TASK PROMPT:
The records that follow must be transcribed in full, without any change.

DATASET EXCERPTS:
--

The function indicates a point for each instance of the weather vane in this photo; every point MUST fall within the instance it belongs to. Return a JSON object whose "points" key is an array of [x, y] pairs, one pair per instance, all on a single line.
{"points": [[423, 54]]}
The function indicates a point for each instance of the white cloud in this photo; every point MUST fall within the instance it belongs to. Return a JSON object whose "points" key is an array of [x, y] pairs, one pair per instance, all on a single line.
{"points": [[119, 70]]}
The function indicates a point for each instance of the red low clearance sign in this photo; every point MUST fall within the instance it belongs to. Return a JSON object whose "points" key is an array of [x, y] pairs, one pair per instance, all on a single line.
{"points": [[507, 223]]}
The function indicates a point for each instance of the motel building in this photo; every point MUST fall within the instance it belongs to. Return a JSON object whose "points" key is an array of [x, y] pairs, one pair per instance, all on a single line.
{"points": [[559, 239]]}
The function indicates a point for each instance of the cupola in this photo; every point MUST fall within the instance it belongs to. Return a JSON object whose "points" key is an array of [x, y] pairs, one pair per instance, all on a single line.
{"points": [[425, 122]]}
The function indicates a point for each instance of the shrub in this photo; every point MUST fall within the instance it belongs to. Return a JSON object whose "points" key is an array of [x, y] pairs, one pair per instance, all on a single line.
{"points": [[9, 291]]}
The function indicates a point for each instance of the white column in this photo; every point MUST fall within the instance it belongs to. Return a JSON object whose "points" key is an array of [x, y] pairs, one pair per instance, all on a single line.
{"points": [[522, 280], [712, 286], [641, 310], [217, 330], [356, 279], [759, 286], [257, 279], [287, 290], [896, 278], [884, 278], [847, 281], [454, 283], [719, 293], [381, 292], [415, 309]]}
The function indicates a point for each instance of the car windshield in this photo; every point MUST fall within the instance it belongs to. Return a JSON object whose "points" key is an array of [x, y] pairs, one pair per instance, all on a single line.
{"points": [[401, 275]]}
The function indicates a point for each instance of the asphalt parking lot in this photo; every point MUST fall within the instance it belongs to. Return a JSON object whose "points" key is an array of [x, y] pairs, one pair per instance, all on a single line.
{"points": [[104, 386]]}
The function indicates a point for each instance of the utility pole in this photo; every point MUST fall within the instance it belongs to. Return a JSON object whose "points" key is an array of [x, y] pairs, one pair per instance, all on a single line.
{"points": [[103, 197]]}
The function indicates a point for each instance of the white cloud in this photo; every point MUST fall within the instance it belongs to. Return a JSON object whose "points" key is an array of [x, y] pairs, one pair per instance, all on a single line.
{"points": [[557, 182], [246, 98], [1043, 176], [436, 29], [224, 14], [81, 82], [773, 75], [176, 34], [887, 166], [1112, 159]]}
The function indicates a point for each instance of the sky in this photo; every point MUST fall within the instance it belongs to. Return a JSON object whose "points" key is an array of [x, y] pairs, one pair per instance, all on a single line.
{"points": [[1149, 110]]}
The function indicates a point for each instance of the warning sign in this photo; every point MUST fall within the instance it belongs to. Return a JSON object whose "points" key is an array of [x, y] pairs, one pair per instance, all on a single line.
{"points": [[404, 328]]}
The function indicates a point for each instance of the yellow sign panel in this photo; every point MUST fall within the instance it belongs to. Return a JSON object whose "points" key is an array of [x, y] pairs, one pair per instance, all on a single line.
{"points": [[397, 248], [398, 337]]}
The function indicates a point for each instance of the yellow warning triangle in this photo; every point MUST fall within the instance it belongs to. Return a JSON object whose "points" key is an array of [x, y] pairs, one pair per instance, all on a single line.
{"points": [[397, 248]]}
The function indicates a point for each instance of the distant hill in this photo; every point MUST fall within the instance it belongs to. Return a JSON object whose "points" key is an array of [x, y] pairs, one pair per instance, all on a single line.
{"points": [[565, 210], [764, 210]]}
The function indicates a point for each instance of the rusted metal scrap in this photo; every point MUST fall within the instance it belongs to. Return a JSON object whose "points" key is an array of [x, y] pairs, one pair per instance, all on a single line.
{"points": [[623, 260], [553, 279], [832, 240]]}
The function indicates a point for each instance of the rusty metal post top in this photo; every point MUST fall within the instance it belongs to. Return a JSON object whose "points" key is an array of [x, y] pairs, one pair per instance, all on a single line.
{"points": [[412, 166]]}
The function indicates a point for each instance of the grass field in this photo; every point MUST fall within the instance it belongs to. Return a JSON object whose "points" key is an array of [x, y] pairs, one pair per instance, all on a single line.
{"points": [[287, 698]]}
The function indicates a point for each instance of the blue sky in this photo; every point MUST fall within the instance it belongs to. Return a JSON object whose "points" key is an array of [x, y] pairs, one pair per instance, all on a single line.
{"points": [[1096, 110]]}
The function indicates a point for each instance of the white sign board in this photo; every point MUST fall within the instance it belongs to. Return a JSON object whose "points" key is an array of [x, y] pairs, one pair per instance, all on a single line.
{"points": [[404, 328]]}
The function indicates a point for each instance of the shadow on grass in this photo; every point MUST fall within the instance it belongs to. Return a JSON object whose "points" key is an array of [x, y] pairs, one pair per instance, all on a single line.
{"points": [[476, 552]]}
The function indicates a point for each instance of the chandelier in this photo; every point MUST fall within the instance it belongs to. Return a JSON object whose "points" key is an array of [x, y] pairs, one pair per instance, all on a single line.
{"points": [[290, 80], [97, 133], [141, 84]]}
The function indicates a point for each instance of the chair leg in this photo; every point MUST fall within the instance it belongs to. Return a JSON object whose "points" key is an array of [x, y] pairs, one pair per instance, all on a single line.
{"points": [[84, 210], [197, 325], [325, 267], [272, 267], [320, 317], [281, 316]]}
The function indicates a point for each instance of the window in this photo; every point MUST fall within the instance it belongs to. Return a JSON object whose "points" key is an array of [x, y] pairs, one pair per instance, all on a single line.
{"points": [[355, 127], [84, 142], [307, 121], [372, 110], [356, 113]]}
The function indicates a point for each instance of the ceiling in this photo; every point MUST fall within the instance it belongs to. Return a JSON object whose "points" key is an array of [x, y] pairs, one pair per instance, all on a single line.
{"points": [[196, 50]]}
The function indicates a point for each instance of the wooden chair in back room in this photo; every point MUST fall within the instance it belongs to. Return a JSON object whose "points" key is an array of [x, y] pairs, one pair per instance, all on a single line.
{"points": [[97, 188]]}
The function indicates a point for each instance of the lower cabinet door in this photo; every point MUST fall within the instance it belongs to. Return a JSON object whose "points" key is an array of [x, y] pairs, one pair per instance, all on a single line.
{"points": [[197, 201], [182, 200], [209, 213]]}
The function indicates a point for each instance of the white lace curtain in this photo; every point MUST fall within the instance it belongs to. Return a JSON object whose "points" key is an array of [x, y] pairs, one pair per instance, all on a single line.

--

OUTPUT:
The function indicates a point for each instance of the weather vane in this photo; every point MUST fall within the instance it belongs to. Return a JSON object whose "points" key is an array of [x, y] pairs, one pair per instance, all on a single line.
{"points": [[423, 54]]}
The function indicates a point for each instance of the white cloud in this photo; every point MUST fall within the instance it belongs to. Return a JSON object whose "points" key is an array of [x, y] pairs, one pair per instance, all on a single line.
{"points": [[119, 70]]}
The function indicates a point for each instance of the red low clearance sign in this photo; every point MUST fall within the instance it belongs to. Return a JSON object whose "points" key is an array of [x, y] pairs, one pair per instance, all on a single line.
{"points": [[507, 223]]}
The function indicates a point for each instance of the motel building in this photo; every point MUST fall within the instance it belongs to. Return a JSON object whose "points" key is an array of [x, y] pairs, one pair per instance, all on a single line.
{"points": [[559, 239]]}
The function indicates a point for each instance of the cupola in this photo; every point MUST fall within the instance it belongs to. Return a JSON object whose "points" key is an array of [x, y] pairs, one pair per instance, all on a single line.
{"points": [[425, 122]]}
The function indicates a point for each instance of the shrub in this photo; every point MUST fall within the instance it belongs to. Return a JSON object whose "points" key is an array of [x, y] pairs, one pair per instance, all on a single line.
{"points": [[9, 291]]}
The function indicates a point for each instance of the white column in this photo; every point MUST fall within the instance it belongs to. Return a JSON object whose "points" key is an array of [x, y] pairs, one pair per instance, all on a single line.
{"points": [[522, 280], [712, 286], [641, 310], [217, 330], [356, 279], [759, 286], [257, 279], [287, 290], [896, 278], [884, 278], [847, 281], [454, 283], [719, 293], [381, 292], [415, 309]]}
The function indicates a point for each instance of the car windshield in this photo; every point MUST fall within the instance it belongs to. Return a JSON object whose "points" key is an array of [x, y] pairs, one pair per instance, all on a single line.
{"points": [[401, 275]]}
The function indicates a point for each instance of the asphalt parking lot in this photo; every point MUST fall within the instance it belongs to. Return a JSON object whose "points" key is an array of [x, y] pairs, one pair per instance, all on a single line.
{"points": [[104, 386]]}
The function indicates a point for each instance of the utility pole in this photo; every point MUST fall within the instance it belongs to. Return a JSON object whose "points" key is an array of [x, y] pairs, one pair per instance, all on a single line.
{"points": [[103, 197]]}
The function indicates a point for each instance of the white cloud in this photo; every point MUST fall within the instance it belongs to. Return a JSON object whose "points" key is an array of [x, y] pairs, one pair per instance, all on a single line.
{"points": [[557, 182], [246, 98], [1043, 176], [436, 29], [224, 14], [81, 82], [773, 75], [176, 34], [887, 166], [1112, 159]]}
The function indicates a point for each instance of the sky in this photo; every point MUST fall within the instance it belongs to. Return a JSON object whose "points" key is an array of [x, y] pairs, one pair per instance, all on a single line.
{"points": [[1149, 110]]}
The function indicates a point for each instance of the warning sign in this photo; every point MUST fall within the instance it belongs to. Return a JSON object whose "points" key is an array of [x, y] pairs, one pair per instance, all on a single line.
{"points": [[404, 328]]}
The function indicates a point for each instance of the yellow sign panel in this photo; every point MUST fall within the instance it belongs to. Return a JSON object whose "points" key is an array of [x, y] pairs, one pair per instance, all on a single line.
{"points": [[397, 248], [398, 337]]}
The function indicates a point for each instance of the yellow warning triangle in this photo; every point MUST fall within the instance it belongs to. Return a JSON object whose "points" key is an array of [x, y] pairs, one pair per instance, all on a single line.
{"points": [[397, 248]]}
The function indicates a point for each instance of the distant hill in this photo; every point MUST fall within the instance it belongs to. Return a JSON object whose "points" key is an array of [x, y] pairs, one pair per instance, all on a single line.
{"points": [[565, 210], [764, 210]]}
The function indicates a point for each instance of the rusted metal scrap in this photo; every point MUST fall within the instance it belongs to. Return a JSON object whose "points" key is an array of [x, y] pairs, one pair per instance, all on a single line.
{"points": [[623, 260], [553, 279], [832, 240]]}
The function indicates a point for each instance of the rusty metal post top in this photo; every point MUST fall within the instance it belongs to. Return a JSON object whose "points" key is an array of [x, y] pairs, one pair per instance, all on a single line.
{"points": [[412, 166]]}
The function indicates a point for each instance of the grass field in this photo; every point MUST fall within the instance it belongs to. Return a JSON object whose "points" key is an array of [x, y] pairs, one pair per instance, all on a single line.
{"points": [[287, 698]]}
The function indicates a point for each instance of the blue sky in this photo; every point MUST fall within the instance it belongs to. Return a JSON object whose "points" key is an array of [x, y] pairs, one pair per instance, all on a single line.
{"points": [[1096, 110]]}
The function indicates a point for each instance of the white sign board in this photo; every point MUST fall within the instance it belongs to. Return a JSON object whose "points" key is an array of [x, y] pairs, one pair per instance, all on a single line.
{"points": [[404, 328]]}
The function indicates a point for each instance of the shadow on grass in this photo; every point MUST fall within the instance it belongs to. Return a JSON object whose "points" key is an array of [x, y] pairs, one pair per instance, all on a single line.
{"points": [[476, 552]]}
The function indicates a point for each instance of the chandelier in this photo; every point MUST fall within the instance it belongs to. Return a JSON object whose "points" key is an array of [x, y] pairs, one pair per instance, all on a single line.
{"points": [[290, 80], [97, 133], [141, 84]]}
The function indicates a point for each instance of the chair leg in this photo; every point MUST fall within the instance it belongs to. Return a JSON object whose "points" key is an array of [x, y] pairs, one pair per instance, all on a single line.
{"points": [[84, 210], [197, 325], [325, 267], [272, 267], [320, 317], [281, 316]]}
The function indicates a point for each instance of the window in this photo; every point MUST fall within the instance it belongs to. Return a JSON object whose "points" key is an array of [x, y] pairs, one pair per instance, all on a single line.
{"points": [[355, 127], [84, 142], [307, 121], [372, 110], [356, 113]]}
The function indicates a point for each instance of the ceiling in this photo; every point MUST fall within the instance it belongs to. Return a JSON object whose "points" key is an array of [x, y] pairs, one pair per instance, all on a single line.
{"points": [[196, 50]]}
The function indicates a point for each instance of the wooden chair in back room in this photo; every point MUST fall within the instance it belongs to. Return a JSON object whose "points" key is an array of [x, y] pairs, one pair per instance, all on a single line.
{"points": [[97, 188]]}
The function indicates a point for each instance of the lower cabinet door in this photo; every point MUST fall within the instance it belongs to. Return a JSON object whose "points" key is an array of [x, y] pairs, one pair per instance, all on a single line.
{"points": [[197, 201], [182, 200], [209, 213]]}
The function indicates a point for each instance of the white lace curtain in this photo; every point MUST fall within the instance it belongs to. Return a JSON object whose "points" key is an array of [x, y] pairs, one pair per instance, all on a single line.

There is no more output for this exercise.